Task goal: Reproduce the records verbatim, from the start of the records through the line containing "POLYGON ((50 273, 86 200, 54 182, 50 273))", including both ends.

— Begin Records shown —

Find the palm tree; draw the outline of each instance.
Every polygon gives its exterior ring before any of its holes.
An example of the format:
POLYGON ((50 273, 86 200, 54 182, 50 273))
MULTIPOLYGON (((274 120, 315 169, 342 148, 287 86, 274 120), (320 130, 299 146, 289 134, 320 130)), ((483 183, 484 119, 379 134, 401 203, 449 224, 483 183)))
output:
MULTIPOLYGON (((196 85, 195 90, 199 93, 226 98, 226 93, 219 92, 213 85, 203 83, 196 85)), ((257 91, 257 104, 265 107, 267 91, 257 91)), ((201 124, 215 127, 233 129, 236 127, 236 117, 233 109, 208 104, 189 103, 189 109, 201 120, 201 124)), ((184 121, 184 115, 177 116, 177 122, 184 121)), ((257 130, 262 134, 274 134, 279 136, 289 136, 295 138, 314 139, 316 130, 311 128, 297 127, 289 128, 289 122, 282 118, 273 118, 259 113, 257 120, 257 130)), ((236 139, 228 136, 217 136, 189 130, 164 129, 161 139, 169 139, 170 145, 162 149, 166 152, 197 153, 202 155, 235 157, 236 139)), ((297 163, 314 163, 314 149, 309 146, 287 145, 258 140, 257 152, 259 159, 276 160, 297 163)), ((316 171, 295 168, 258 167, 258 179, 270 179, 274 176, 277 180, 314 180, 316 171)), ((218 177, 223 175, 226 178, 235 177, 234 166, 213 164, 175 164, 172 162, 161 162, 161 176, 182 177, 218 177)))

— End Records shown —

Solution:
Find the palm tree; draw the outline of each instance.
Every polygon gives its exterior ring before any of its holes.
An example of the format:
POLYGON ((50 273, 86 200, 54 182, 50 273))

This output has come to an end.